PASSAGE GIVEN:
[start]
# Too much water under the bridge?



## snix11

When someone lists "too much water under the bridge" as a reason for divorce, what does that mean to you?

I see it as resentment or a grudge they can't let go of. 

To me the water is always flowing - good times, bad times, what comes under the bridge starts upstream with actions - loving gestures, arguments, what have you. 

You can change what water goes under that bridge whenever you want. Make it all sparkly and good from here on out, just watch it go by (passively living the relationship without trying to hurt/help anything) or throw in sludge upstream and say "there! see, it's all bad!"

*Other views?*



_due to undue peer pressure, I went out and got my very own genuine PSF. _ :bounce:


----------



## Leahdorus

snix11 said:


> When someone lists "too much water under the bridge" as a reason for divorce, what does that mean to you?]



I take it to mean that the problems seem too great to overcome and the person wants to just walk away and not deal with it.


----------



## smgmtman

Too much water has passed under the bridge, my wife,

For a little thing to tear us apart before the end.

A relationship that a special bond that holds stronger than most

For we that made it through will never give up the friendship ghost.

Too much water under the bridge!


----------



## snix11

very, um... poetic smgmtman - 

tho the phrase "friendship ghost" stings more than possibly intended as he has 'sacrificed our relationship to save our friendship' in his words.


----------



## smgmtman

Snix,

Very very well read.


----------



## dcrim

I agree with Leah to a point. 

Really what it says to me is someone is too lazy to be bothered trying to fix things. Or doesn't care. 

Either way a sign of depression that needs professional help. But he won't go, will he? 

Well, a friendship IS a relationship. Love grows from that friendship. Lives shared grow from that love. So he hasn't given up anything, just decided to change the way he shows it. Incorrectly, I might add.
[end]
MATERIAL PROVIDED:
[start]
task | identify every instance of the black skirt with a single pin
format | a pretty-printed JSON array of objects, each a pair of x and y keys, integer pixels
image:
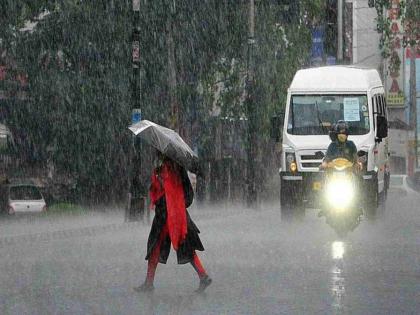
[end]
REQUIRED TASKS:
1. In the forum thread on "too much water under the bridge," swap "friendship" for "partnership" in the part between "Well, a friendship" and "I might add.", inclusive, and write that part out again.
2. Add the next part of the forum thread on "too much water under the bridge," starting after its final post.
The listing has no connection to the forum thread.

TASK-BY-TASK RESULTS:
1.
Well, a partnership IS a relationship. Love grows from that partnership. Lives shared grow from that love. So he hasn't given up anything, just decided to change the way he shows it. Incorrectly, I might add.

2.
----------



## snix11

Interesting point DC.. I'll give it some thought. Anybody else? I have been racking my brain for other ideas, but it seems to keep boiling down to a cop out to me. shrug.


----------



## GAsoccerman

Is he of German decent? I am german, we are stubborn SOB's and we can't let go of certain things.

It may just be his mental makeup that he can not stop thinking about it.

I remember things my wife said 12 years ago...don't use them...but they are in my head. I am stubborn I work hard not to be.


----------



## snix11

He's stubborn Squared. No wait, make that Cubed... def a cube 

Anyway, whatever I love his stubborn nature, his manly manness of him, his strength. 

WHEN it's used for good and not against me or us!


----------



## Dark Angel

My wife has told me the same thing.

In fact, she's still so angry she doesn't even remember any of that nice clean sparkly water that went under as well.

I don't get it, if youre suppose to take the good with the bad, how can you take it from just one angle?

My wife is extremely stubborn also and still holds grudges against people for relatively minor things that occured many years ago!


----------



## Rhea

Eh hem...here is my quote for all of you quoters out there: 

"Love is a friendship set on FIRE"

oh here's another one

"Love is like a War, easy to start, had as hell to end."

ahhhh sh*t she's keepin em comin tonight, here's another

"Love is like a violen, the music may sometimes get lost BUT the strings are ALWAYS there."

I'll be here all night *thanks you all for listening and takes a bow*


----------



## dcrim

Rhea... (((*** HUGS ***)))


----------



## Rhea

lol I'm in an ODD mood tonite strangly enough after such a sh*tty night I've got jokes...weird no? LOL


----------



## snix11

keep em coming Rhea.... better to laugh than to cry


----------



## LaBella

To me it means that he has so much "Stuff" ot like my 10 years old will tell you "ISSUES" that has not been able to get over or does not want to get over them. The damp is blocked and he is refusing to unblocked for the water to run thru. He is just a very stubborn person.


----------



## dcrim

hey, Snix -- two cannibals are eating a clown. One says to the other "does this taste funny to you?"


----------



## michzz

It means there has been too much crap over a long period of time to deal with AND no end in sight since the pattern of it has not changed.


----------



## preso

snix11 said:


> When someone lists "too much water under the bridge" as a reason for divorce, what does that mean to you?
> 
> I see it as resentment or a grudge they can't let go of.
> 
> To me the water is always flowing - good times, bad times, what comes under the bridge starts upstream with actions - loving gestures, arguments, what have you.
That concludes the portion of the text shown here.